What you will do
Write out every one of the lines below as a numbered list, omitting any blank lines.

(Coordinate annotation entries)
#####

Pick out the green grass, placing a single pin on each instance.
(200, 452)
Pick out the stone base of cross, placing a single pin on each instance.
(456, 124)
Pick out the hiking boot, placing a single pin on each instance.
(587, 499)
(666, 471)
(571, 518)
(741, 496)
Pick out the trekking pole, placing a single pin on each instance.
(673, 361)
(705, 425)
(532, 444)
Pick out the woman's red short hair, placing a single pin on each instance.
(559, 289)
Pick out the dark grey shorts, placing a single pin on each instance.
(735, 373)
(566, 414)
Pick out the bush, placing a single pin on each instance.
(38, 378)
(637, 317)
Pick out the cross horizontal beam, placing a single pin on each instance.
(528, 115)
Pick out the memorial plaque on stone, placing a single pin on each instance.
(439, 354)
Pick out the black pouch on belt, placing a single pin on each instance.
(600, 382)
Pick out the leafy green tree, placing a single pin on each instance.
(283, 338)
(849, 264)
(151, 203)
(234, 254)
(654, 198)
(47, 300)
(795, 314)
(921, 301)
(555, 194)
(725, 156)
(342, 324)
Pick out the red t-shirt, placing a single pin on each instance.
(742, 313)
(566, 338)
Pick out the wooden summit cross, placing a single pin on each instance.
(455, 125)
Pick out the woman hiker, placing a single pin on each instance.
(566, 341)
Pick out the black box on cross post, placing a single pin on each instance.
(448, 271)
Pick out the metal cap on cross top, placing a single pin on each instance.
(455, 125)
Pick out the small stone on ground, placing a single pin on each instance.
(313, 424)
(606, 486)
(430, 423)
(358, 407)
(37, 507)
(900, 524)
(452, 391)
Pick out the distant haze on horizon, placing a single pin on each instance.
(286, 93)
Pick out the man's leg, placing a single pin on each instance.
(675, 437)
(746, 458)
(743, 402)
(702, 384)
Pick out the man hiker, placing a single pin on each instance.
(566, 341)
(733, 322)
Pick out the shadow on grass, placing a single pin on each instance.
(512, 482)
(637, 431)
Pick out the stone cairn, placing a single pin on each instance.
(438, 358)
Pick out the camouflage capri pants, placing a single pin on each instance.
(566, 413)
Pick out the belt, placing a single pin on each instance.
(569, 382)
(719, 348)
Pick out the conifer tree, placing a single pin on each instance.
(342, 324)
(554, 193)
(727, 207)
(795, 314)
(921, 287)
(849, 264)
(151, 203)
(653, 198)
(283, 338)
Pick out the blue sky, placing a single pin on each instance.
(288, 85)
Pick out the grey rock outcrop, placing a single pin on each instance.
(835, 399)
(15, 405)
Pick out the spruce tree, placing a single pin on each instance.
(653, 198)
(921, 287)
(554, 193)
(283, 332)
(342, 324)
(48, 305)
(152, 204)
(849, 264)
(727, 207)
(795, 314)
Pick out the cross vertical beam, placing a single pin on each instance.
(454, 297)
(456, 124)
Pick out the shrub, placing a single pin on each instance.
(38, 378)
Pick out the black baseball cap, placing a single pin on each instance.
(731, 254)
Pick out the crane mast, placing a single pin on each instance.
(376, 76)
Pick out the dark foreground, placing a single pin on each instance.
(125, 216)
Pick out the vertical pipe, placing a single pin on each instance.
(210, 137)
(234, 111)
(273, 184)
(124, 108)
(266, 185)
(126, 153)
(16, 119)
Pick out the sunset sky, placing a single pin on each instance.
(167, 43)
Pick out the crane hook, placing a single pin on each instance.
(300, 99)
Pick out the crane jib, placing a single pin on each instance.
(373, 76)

#####

Exercise result
1. Pick out the green grass, placing a single pin on each instance.
2. (200, 452)
3. Pick out the stone base of cross, placing a single pin on each instance.
4. (456, 124)
5. Pick out the hiking boot, placing a single pin on each instance.
6. (587, 499)
7. (666, 471)
8. (571, 518)
9. (741, 496)
10. Pick out the trekking pole, placing a single pin on each instance.
11. (673, 361)
12. (705, 425)
13. (532, 444)
14. Pick out the woman's red short hair, placing a single pin on each instance.
15. (559, 289)
16. Pick out the dark grey shorts, placing a single pin on each instance.
17. (735, 373)
18. (566, 414)
19. Pick out the bush, placing a single pin on each instance.
20. (38, 378)
21. (637, 317)
22. Pick out the cross horizontal beam, placing a single pin on each instance.
23. (528, 115)
24. Pick out the memorial plaque on stone, placing a single pin on each instance.
25. (439, 354)
26. Pick out the black pouch on belt, placing a single pin on each instance.
27. (600, 382)
28. Pick out the leafy green tree, placing a single pin on each instance.
29. (283, 338)
30. (849, 264)
31. (151, 203)
32. (234, 254)
33. (654, 198)
34. (47, 300)
35. (795, 314)
36. (921, 301)
37. (555, 194)
38. (725, 156)
39. (342, 324)
40. Pick out the red t-shirt, placing a single pin on each instance.
41. (742, 313)
42. (566, 338)
43. Pick out the wooden summit cross, placing a single pin on each instance.
44. (455, 125)
45. Pick out the woman hiker, placing a single pin on each instance.
46. (566, 341)
47. Pick out the black box on cross post, placing a single pin on each instance.
48. (448, 271)
49. Pick out the metal cap on cross top, placing a single pin on each instance.
50. (455, 125)
51. Pick out the small stone on ground, placing a single pin on each instance.
52. (313, 424)
53. (606, 486)
54. (430, 423)
55. (358, 407)
56. (37, 507)
57. (900, 524)
58. (452, 391)
59. Pick out the distant haze on horizon, placing a single pin on each instance.
60. (286, 93)
61. Pick out the man's leg, placing a single pin on each instance.
62. (675, 437)
63. (746, 458)
64. (743, 402)
65. (702, 384)
66. Pick out the man hiker, placing a single pin on each instance.
67. (566, 341)
68. (733, 322)
69. Pick out the shadow on grass, placing a single pin on each instance.
70. (512, 482)
71. (637, 431)
72. Pick out the stone cairn, placing a single pin on each instance.
73. (438, 358)
74. Pick out the camouflage capri pants, placing a single pin on each instance.
75. (566, 413)
76. Pick out the belt, placing a single pin on each instance.
77. (569, 382)
78. (719, 348)
79. Pick out the conifer tree, placing a single pin on each instance.
80. (342, 324)
81. (554, 193)
82. (727, 207)
83. (795, 314)
84. (921, 287)
85. (849, 264)
86. (151, 203)
87. (653, 198)
88. (283, 338)
89. Pick out the blue sky, placing a single pin on each instance.
90. (288, 85)
91. Pick out the grey rock outcrop, placing a single pin on each instance.
92. (835, 399)
93. (15, 405)
94. Pick out the spruce tree, placing a single pin on each instance.
95. (653, 198)
96. (921, 287)
97. (554, 193)
98. (283, 332)
99. (342, 324)
100. (48, 305)
101. (152, 204)
102. (849, 264)
103. (727, 207)
104. (795, 314)
105. Pick out the cross vertical beam, placing a single pin on each instance.
106. (454, 297)
107. (456, 124)
108. Pick out the shrub, placing a single pin on each instance.
109. (38, 378)
110. Pick out the black baseball cap, placing a single pin on each instance.
111. (731, 254)
112. Pick out the crane mast, placing a single pin on each instance.
113. (376, 76)
114. Pick out the dark foreground, placing a single pin on each instance.
115. (125, 216)
116. Pick out the vertical pipe, placing a single pin on each instance.
117. (210, 137)
118. (234, 111)
119. (273, 184)
120. (124, 108)
121. (266, 185)
122. (126, 153)
123. (16, 119)
124. Pick out the sunset sky, placing a single pin on each instance.
125. (167, 43)
126. Pick out the crane hook, placing a single pin on each instance.
127. (300, 99)
128. Pick out the crane jib, placing a single pin on each instance.
129. (373, 76)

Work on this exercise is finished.